-- START Document --

On Tue, 15 Oct 2002, Luigi Rizzo wrote:

> On Tue, Oct 15, 2002 at 08:52:49PM -0500, Mike Silbersack wrote:
> ...
> > NetBSD introduced a "fix" for this recently, it seems sorta hackish, but
> > maybe we need to do something similar.
>
> this helps you if the other side has delayed acks, but halves the
> throughput if you are being window limited and the other side does not
> use delayed acks (can you force immediate acks by setting the PUSH flag
> in the tcp header ?)
>
>       cheers
>       luigi

I think the comment is slightly misleading, and that it won't actually
cause any performance problems as you suggest.

>From what I recall, immediate acking of PUSH packets varies... Linux
appears to have changed back and forth on whether it does so or not.  I
also seem to recall Windows making a change too.  Either way, we probably
shouldn't rely on that behavior alone.

> > Never send more than half a socket buffer of data.  This insures that
> > we can always keep 2 packets on the wire, no matter what SO_SNDBUF is,
> > and therefore ACKs will never be delayed unless we run out of data to
> > transmit.  The problem is quite easy to tickle when the MTU of the
> > outgoing interface is larger than the socket buffer size (e.g. loopback).

-- END Document --

» Tasks for this exercise
**a.** Decide whether each statement agrees with the message. Answer yes or no for each and quote the words of the message that decide it.
(i) Linux has consistently acknowledged PUSH packets immediately.
(ii) The quoted comment says never to send more than half a socket buffer of data.
(iii) The writer of the reply expects the change to cause performance problems.
**b.** According to the message, when is the problem quite easy to tickle?
**c.** Reproduce the message, starting with "I think the" and going on through "size (e.g. loopback).".

-- START Provided records --

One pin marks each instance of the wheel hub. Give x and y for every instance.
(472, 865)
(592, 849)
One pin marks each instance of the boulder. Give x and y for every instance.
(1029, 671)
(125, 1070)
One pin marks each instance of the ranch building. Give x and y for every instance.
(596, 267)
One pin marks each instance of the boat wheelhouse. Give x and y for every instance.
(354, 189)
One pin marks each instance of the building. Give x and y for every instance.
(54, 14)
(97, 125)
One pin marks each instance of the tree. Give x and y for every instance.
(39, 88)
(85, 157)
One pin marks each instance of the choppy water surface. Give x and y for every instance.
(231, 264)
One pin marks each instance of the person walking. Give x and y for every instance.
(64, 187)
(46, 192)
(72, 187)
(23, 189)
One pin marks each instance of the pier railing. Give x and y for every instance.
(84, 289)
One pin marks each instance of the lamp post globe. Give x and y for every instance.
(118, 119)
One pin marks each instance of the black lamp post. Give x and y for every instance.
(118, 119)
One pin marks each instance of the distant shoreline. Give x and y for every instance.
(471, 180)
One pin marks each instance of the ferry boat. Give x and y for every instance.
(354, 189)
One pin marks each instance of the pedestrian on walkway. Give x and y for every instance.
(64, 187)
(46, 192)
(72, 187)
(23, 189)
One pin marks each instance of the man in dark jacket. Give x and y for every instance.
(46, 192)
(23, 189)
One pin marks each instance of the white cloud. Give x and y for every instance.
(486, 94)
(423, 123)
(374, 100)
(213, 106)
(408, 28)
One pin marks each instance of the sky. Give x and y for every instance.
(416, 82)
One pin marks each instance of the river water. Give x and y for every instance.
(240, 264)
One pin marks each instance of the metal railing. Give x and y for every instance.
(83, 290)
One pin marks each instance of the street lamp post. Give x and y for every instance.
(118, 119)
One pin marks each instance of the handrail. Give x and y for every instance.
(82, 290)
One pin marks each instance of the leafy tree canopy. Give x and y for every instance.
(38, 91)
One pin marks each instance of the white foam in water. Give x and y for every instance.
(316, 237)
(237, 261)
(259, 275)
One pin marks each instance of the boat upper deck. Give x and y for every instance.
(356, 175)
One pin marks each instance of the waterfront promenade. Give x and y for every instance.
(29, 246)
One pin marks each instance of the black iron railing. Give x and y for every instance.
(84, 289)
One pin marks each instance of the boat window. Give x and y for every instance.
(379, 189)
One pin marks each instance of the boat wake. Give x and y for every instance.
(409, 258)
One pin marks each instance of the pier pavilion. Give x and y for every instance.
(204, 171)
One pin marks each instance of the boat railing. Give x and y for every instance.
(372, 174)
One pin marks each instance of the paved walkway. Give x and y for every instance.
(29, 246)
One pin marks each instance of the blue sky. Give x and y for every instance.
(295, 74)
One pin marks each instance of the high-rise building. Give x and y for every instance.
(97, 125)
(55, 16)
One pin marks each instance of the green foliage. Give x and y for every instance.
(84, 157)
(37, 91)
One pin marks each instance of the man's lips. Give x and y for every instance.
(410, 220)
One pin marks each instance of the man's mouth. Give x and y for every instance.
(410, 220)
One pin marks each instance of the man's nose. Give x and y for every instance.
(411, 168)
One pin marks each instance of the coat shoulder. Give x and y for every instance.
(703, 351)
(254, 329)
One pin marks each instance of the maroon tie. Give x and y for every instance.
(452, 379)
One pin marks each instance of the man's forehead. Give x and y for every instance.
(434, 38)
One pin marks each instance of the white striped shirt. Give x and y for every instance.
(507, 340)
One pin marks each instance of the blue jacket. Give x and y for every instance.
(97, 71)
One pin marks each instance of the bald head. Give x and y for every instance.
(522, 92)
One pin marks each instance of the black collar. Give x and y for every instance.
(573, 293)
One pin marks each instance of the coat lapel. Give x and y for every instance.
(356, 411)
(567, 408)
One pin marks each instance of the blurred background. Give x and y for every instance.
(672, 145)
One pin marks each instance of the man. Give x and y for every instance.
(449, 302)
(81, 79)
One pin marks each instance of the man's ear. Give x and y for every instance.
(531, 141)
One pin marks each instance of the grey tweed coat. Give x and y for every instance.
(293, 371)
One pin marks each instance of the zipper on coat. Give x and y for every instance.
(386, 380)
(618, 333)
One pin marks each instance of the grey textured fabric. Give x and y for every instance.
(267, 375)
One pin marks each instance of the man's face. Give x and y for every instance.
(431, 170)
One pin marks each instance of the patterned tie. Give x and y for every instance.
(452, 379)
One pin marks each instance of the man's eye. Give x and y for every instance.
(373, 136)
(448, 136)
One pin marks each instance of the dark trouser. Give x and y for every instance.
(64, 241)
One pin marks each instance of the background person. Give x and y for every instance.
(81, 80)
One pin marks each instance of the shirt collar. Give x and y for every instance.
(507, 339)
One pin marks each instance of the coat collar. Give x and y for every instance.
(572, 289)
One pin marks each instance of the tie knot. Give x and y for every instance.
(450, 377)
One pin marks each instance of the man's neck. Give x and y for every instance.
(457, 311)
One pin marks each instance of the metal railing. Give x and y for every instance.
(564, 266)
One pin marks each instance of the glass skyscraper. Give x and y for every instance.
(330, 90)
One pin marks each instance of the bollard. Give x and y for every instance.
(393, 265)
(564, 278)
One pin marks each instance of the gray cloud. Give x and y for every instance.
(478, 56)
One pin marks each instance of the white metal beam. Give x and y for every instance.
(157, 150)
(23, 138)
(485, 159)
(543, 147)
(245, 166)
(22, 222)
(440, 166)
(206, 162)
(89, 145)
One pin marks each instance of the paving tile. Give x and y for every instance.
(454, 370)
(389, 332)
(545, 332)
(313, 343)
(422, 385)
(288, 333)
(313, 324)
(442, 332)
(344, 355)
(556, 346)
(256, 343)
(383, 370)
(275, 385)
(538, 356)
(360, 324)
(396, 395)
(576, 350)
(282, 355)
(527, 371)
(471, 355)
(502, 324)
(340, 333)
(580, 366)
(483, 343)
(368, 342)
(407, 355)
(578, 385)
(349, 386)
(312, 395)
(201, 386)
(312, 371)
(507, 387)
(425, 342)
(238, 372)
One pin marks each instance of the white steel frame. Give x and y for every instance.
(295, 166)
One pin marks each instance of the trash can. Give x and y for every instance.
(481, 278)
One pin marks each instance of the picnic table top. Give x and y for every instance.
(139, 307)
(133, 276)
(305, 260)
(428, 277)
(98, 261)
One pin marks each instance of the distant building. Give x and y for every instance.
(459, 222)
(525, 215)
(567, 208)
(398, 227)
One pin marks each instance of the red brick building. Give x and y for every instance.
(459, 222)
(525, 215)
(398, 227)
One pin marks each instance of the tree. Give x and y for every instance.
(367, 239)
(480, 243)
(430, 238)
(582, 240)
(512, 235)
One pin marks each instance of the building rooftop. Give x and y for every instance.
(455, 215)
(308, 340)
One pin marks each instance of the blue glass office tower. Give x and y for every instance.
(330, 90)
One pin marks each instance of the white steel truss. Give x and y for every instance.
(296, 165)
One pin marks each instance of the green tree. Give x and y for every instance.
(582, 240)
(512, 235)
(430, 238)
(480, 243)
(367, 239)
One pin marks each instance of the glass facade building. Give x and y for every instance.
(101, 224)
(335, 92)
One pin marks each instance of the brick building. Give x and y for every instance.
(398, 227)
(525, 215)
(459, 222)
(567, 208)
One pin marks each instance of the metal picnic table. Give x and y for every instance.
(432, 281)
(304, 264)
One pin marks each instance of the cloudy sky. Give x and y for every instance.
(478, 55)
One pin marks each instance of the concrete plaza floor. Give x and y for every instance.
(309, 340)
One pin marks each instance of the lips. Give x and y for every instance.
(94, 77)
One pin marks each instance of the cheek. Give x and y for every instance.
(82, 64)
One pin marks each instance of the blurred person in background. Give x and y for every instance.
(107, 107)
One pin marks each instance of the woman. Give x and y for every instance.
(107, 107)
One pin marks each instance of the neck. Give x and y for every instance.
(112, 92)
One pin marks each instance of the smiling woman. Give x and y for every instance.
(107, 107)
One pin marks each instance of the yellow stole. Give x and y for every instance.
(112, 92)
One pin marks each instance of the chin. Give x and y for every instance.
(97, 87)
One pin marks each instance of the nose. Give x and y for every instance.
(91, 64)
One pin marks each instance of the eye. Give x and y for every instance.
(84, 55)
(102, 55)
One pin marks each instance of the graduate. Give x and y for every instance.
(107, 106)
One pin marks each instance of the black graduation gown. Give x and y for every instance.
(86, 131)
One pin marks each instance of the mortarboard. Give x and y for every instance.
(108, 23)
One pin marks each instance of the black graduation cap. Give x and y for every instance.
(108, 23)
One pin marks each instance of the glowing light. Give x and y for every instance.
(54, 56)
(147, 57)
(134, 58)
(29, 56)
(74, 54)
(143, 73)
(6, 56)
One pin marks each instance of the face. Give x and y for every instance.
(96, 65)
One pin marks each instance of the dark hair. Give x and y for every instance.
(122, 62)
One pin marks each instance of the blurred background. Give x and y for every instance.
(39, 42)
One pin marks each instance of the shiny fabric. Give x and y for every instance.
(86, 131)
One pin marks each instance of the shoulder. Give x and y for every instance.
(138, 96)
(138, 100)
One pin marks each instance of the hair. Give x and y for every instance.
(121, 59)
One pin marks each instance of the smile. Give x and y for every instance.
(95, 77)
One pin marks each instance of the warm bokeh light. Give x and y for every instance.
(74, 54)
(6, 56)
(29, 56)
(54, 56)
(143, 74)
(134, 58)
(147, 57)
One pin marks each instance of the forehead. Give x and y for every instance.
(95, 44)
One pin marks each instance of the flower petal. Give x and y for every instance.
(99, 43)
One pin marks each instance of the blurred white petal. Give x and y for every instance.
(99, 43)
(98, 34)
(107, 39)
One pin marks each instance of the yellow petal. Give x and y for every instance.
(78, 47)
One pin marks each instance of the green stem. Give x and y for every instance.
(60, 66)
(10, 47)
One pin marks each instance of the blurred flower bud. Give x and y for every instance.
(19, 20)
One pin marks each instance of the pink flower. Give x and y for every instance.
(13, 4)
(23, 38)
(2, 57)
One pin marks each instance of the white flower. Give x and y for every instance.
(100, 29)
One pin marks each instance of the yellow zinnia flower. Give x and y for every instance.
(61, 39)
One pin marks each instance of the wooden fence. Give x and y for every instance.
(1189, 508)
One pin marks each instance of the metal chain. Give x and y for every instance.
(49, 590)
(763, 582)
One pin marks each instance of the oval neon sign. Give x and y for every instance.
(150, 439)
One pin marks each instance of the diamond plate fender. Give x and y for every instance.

-- END Provided records --

» Full answers
**a.**
(i) No: "Linux appears to have changed back and forth on whether it does so or not."
(ii) Yes: "Never send more than half a socket buffer of data."
(iii) No: "it won't actually cause any performance problems as you suggest."

**b.** When the MTU of the outgoing interface is larger than the socket buffer size, as with loopback.

**c.**
I think the comment is slightly misleading, and that it won't actually
cause any performance problems as you suggest.

>From what I recall, immediate acking of PUSH packets varies... Linux
appears to have changed back and forth on whether it does so or not.  I
also seem to recall Windows making a change too.  Either way, we probably
shouldn't rely on that behavior alone.

> > Never send more than half a socket buffer of data.  This insures that
> > we can always keep 2 packets on the wire, no matter what SO_SNDBUF is,
> > and therefore ACKs will never be delayed unless we run out of data to
> > transmit.  The problem is quite easy to tickle when the MTU of the
> > outgoing interface is larger than the socket buffer size (e.g. loopback).